## Supplied entries
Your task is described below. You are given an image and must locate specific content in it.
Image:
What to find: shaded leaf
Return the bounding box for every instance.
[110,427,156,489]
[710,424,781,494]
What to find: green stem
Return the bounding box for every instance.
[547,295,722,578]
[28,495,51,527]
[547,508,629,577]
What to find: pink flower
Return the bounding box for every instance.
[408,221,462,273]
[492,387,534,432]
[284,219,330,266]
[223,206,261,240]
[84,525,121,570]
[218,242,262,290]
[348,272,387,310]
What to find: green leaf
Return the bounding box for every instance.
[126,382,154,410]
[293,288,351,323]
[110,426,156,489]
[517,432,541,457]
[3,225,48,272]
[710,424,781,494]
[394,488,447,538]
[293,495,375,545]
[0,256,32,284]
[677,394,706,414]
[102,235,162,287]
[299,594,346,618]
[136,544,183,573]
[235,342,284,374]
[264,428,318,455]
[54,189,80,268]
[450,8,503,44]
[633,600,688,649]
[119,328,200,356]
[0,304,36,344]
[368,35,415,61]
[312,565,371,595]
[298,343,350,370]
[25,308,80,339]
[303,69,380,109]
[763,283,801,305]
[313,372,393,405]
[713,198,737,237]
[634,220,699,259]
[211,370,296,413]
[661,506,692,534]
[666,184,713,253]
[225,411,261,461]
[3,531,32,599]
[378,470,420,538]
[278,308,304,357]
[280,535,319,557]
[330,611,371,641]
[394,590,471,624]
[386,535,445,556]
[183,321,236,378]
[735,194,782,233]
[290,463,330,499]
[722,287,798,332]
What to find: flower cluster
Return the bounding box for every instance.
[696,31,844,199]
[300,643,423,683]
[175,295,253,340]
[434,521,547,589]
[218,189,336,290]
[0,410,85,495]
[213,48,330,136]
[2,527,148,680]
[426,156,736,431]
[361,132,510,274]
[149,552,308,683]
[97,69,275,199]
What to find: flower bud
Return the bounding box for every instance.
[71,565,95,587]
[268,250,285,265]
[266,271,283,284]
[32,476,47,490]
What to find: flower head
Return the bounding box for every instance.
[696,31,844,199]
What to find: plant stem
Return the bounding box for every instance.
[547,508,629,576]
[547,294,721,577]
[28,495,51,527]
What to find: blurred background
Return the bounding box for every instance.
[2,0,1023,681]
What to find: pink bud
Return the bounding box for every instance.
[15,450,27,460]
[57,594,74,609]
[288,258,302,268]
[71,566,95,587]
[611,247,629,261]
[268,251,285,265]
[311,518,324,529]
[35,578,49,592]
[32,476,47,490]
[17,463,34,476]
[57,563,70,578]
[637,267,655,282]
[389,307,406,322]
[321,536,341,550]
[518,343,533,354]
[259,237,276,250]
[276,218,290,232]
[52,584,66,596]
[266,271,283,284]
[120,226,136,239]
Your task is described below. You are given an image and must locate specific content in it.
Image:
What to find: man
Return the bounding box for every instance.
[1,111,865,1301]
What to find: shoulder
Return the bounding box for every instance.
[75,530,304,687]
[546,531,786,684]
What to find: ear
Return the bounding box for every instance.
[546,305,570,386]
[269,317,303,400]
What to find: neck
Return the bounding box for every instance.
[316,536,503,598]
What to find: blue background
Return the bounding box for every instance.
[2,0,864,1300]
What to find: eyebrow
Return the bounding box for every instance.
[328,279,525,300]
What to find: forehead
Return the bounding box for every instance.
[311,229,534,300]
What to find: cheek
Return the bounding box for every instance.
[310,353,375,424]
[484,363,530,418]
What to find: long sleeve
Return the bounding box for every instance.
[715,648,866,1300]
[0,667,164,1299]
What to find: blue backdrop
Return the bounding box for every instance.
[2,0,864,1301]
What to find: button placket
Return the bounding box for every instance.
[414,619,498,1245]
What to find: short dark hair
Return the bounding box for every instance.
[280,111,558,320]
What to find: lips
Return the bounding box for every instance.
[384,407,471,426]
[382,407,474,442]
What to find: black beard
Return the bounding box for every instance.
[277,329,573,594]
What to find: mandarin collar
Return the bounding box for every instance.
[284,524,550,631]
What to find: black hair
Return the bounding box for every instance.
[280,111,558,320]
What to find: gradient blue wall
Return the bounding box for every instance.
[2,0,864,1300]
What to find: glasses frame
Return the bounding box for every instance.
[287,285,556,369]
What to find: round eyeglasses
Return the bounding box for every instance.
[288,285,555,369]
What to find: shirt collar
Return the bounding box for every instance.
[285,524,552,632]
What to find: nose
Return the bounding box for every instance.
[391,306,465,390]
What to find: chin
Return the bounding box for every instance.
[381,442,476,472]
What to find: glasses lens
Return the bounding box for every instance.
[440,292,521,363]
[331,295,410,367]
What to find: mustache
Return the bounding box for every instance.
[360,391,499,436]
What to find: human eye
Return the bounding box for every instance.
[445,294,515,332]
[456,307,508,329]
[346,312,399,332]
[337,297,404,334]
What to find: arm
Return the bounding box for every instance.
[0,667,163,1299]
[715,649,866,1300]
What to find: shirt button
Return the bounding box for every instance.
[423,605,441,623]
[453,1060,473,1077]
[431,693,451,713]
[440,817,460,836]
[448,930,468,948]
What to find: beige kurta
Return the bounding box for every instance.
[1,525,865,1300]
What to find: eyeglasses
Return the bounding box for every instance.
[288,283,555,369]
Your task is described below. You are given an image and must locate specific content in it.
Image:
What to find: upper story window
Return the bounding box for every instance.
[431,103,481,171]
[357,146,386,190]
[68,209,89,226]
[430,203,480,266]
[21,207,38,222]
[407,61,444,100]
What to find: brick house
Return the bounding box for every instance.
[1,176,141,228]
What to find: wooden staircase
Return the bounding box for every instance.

## Your instructions
Reproduce every line above containing "shirt".

## Solution to this exercise
What to find: shirt collar
What to find: shirt button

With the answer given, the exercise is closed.